Can you copy the stretch of the listing below, from the line containing "Reviewer note. Check that every instance of the concrete" through the line containing "<point>474,267</point>", word for word and with nothing else?

* [Supplied data]:

===============

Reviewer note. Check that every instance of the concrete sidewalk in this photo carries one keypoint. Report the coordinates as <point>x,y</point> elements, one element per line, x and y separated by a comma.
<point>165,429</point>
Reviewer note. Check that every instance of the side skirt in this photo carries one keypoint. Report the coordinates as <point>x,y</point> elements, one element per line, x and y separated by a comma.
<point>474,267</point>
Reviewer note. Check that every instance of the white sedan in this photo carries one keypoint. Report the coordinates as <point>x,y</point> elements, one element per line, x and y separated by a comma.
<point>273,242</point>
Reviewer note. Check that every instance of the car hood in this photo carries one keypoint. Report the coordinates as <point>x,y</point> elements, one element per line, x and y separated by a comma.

===============

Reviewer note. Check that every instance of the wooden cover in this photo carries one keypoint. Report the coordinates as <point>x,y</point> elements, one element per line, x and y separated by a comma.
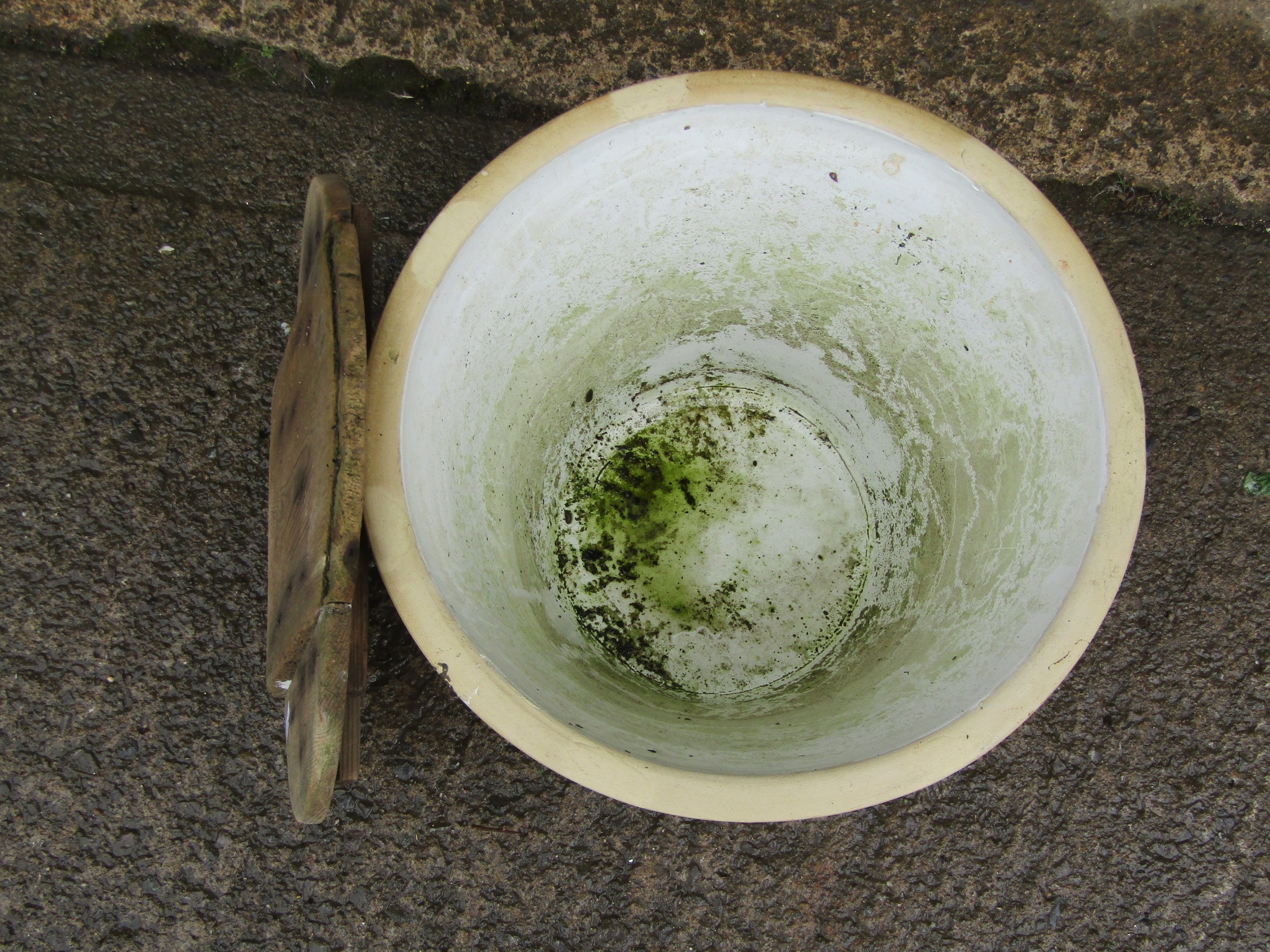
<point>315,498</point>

===============

* [Solved problem]:
Reviewer note. Check that every instance of the concrete sidewalk in this photo carries one keypoint. Report the coordinates as <point>x,y</point> elements, one element per line, x and y separated by a comma.
<point>165,429</point>
Reviewer note. Check that every instance of the side skirt in this photo carries one keypoint. Report the coordinates as <point>x,y</point> elements, one element per line, x and y separated by a comma.
<point>474,267</point>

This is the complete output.